## PROVIDED RECORDS
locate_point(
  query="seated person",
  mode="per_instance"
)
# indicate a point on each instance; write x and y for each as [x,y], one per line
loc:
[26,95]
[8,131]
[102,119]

## REQUIRED WORK
Can you rewrite the items above with "seated person" changed to "sitting person" and every other part left as is?

## REPLY
locate_point(
  query="sitting person",
  mode="per_instance"
)
# indicate a point on each instance; write x and y for each as [x,y], one per line
loc:
[26,95]
[8,131]
[102,119]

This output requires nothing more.